Copy out every one of the lines below word for word, with each character unchanged.

-- BEGIN DATA LISTING --

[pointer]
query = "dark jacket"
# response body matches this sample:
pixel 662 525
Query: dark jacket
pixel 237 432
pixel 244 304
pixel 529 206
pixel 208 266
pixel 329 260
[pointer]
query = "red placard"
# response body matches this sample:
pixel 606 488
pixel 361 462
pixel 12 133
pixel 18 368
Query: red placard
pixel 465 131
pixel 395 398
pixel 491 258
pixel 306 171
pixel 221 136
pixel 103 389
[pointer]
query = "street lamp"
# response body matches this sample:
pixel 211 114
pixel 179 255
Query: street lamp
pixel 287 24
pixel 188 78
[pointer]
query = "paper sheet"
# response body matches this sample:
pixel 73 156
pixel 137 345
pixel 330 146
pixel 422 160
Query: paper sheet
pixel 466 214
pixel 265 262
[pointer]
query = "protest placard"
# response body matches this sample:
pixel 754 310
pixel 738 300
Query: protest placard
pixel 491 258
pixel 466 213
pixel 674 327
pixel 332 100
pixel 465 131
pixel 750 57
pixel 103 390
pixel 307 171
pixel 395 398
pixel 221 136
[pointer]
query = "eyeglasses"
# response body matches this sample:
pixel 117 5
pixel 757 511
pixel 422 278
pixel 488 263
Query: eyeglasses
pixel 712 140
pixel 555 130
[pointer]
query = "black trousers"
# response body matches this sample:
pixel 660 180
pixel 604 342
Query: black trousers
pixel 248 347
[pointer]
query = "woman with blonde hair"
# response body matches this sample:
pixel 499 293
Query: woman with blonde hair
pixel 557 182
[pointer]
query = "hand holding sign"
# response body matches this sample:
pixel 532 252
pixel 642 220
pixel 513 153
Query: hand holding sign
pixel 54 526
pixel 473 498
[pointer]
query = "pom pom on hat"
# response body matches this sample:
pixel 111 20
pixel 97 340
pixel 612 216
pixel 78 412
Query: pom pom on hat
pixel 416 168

-- END DATA LISTING --

- [SOLUTION FOR THIS EXERCISE]:
[pointer]
query = "dark jacket"
# response body matches this sample:
pixel 662 525
Query: dark jacket
pixel 237 432
pixel 244 304
pixel 529 206
pixel 208 266
pixel 329 260
[pointer]
query = "red placard"
# response body matches this sample:
pixel 606 488
pixel 361 462
pixel 12 133
pixel 18 368
Query: red placard
pixel 465 131
pixel 395 398
pixel 491 258
pixel 306 171
pixel 221 136
pixel 103 389
[pointer]
query = "street lamp"
# response body matches this sample:
pixel 211 114
pixel 179 255
Query: street lamp
pixel 287 24
pixel 188 78
[pointer]
query = "paper sheet"
# response body matches this sample:
pixel 73 156
pixel 137 345
pixel 330 146
pixel 422 160
Query: paper sheet
pixel 466 214
pixel 265 262
[pointer]
query = "protest placard"
# response body matches this sample:
pixel 754 310
pixel 738 300
Query: protest placard
pixel 491 258
pixel 466 213
pixel 674 327
pixel 332 100
pixel 465 131
pixel 750 57
pixel 103 390
pixel 307 171
pixel 395 398
pixel 221 136
[pointer]
query = "eyeglasses"
# response body matches this sample:
pixel 117 5
pixel 757 511
pixel 422 278
pixel 488 263
Query: eyeglasses
pixel 712 140
pixel 555 130
[pointer]
query = "black trousers"
# response body matches this sample:
pixel 660 180
pixel 604 342
Query: black trousers
pixel 248 347
[pointer]
query = "woman with blonde hair"
# response body matches this sample:
pixel 499 293
Query: woman with blonde hair
pixel 557 182
[pointer]
query = "hand holding sign"
# response body matches this sample:
pixel 532 252
pixel 642 220
pixel 513 153
Query: hand holding sign
pixel 54 526
pixel 473 498
[pointer]
query = "pom pom on hat"
# response body matches this sample:
pixel 111 20
pixel 97 340
pixel 612 216
pixel 78 412
Query: pom pom on hat
pixel 416 168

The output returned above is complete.